[Exercise goal]:
Transcribe the entries below exactly as they appear.

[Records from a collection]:
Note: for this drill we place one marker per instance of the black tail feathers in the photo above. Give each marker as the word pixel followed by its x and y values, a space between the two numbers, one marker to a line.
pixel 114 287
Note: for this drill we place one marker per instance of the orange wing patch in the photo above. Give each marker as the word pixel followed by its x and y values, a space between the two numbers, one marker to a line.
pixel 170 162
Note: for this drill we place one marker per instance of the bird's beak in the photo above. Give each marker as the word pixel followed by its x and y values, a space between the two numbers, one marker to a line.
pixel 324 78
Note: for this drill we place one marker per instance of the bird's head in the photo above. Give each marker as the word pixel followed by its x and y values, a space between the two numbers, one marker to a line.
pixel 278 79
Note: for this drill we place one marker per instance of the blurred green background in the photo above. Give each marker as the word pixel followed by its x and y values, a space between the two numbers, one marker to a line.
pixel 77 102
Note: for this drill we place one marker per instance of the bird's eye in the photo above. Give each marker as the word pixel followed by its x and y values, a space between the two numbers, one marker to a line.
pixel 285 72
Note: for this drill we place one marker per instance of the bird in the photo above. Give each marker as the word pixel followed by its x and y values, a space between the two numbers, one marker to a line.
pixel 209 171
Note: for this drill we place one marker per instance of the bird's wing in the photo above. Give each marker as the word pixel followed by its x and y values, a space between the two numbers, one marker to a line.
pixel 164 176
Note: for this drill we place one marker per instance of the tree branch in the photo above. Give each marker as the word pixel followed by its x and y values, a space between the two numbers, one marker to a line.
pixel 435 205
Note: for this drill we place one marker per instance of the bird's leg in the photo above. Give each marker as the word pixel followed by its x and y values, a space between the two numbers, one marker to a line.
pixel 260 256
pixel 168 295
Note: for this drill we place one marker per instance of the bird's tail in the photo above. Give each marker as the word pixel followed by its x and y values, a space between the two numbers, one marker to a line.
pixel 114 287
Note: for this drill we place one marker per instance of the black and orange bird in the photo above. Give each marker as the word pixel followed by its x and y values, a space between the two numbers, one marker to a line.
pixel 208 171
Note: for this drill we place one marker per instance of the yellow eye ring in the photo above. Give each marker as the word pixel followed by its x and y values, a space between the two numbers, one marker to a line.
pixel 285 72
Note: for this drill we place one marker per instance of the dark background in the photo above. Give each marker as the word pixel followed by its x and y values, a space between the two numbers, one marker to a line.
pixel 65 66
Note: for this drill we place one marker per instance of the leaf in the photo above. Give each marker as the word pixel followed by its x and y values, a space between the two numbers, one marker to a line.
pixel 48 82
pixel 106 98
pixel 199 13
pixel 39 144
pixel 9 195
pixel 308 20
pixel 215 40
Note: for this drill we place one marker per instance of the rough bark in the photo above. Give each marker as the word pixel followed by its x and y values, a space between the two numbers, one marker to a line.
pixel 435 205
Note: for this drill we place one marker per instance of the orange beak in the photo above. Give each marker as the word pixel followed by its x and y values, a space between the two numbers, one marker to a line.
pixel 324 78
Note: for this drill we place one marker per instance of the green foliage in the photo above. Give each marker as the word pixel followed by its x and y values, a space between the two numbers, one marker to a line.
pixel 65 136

[Response]:
Note: for this drill we place one marker per instance of the black tail feathers in the photo above. Give each marker as the word pixel followed by its x and y values, a space between the two numbers, one marker to a line.
pixel 114 287
Note: for this drill we place one marker per instance of the orange wing patch in the photo above. Give each marker as the word pixel followed by its x and y values, a space between the two numbers, one marker to a line.
pixel 170 162
Note: for this drill we place one marker per instance of the bird's beak in the photo above. Give each marker as the word pixel followed by its x and y values, a space between the two numbers, one marker to a line.
pixel 324 78
Note: for this drill we place one marker per instance of the bird's head in the photo above. Give each marker as the word pixel followed by its x and y values, a space between the two numbers, one marker to a line.
pixel 278 79
Note: for this drill we place one marker per instance of the blurred green background in the photo above. Give each marker as the word pixel followed by its x and y values, a space between the two numbers, one marker to a line.
pixel 77 102
Note: for this drill we place one marker per instance of the bird's eye in the photo above. Give each marker as the word pixel followed by its x and y values, a space between the two numbers, one marker to a line.
pixel 285 72
Note: for this drill we place one marker per instance of the bird in the photo above. Give each marker as the word pixel followed by its x and y values, a space between the two numbers, one marker to a line.
pixel 209 171
Note: for this drill we place one marker per instance of the bird's wing in the photo above. Give each marker as the word pixel followed by its x and y values, a space between the two numbers, one marker to a line.
pixel 164 176
Note: for this drill we place one marker per instance of the tree branch in the photo above. Give each marker as the word pixel followed by its x and y values, a space between the two numbers, one marker to a line.
pixel 435 205
Note: for this drill we place one marker per instance of the bird's leg in the photo above. Give each marker as the word pixel followed by its x and y values, a space between the two numbers, one marker to a line.
pixel 260 256
pixel 168 295
Note: for this drill we place one marker per instance of the bird's tail in the photo above. Give each marker as the word pixel followed by its x and y values, a space between the two numbers, one marker to a line.
pixel 114 287
Note: for this drill we place one marker per instance of the black and orange bird in the photo above. Give each marker as the word pixel followed by its x and y values, a space between the two numbers, one marker to a line.
pixel 208 171
Note: for this drill we place one marker per instance of the yellow eye ring in the photo above. Give each marker as the word pixel followed by its x and y values, a space between the two numbers, one marker to a line.
pixel 285 72
Note: for this drill we place one marker per instance of the dark background in the photo above. Give each marker as the word pixel followed by its x and y values, a space between the two numbers, one marker to a line.
pixel 65 66
Note: for this drill we place one marker per instance of the leaf in the photo above. Give each marker as the word pixel followed by its x and y values, a space between the two numbers, one marker to a line.
pixel 48 82
pixel 106 98
pixel 199 13
pixel 39 144
pixel 9 195
pixel 308 20
pixel 215 40
Note: for this drill we place one marker per instance of the rough bark in the photo above. Give each marker as the word pixel followed by its x and y values, a space between the two numbers, one marker to a line.
pixel 435 205
Note: for this drill we place one marker per instance of the orange beak in the photo above. Give each marker as the word pixel followed by its x and y values, a space between the two numbers, one marker to a line.
pixel 324 78
Note: for this drill we place one marker per instance of the green foliage in the photo above. Give each marker as the word pixel followed by its x and y values, a space between the two numbers, one marker to a line.
pixel 65 136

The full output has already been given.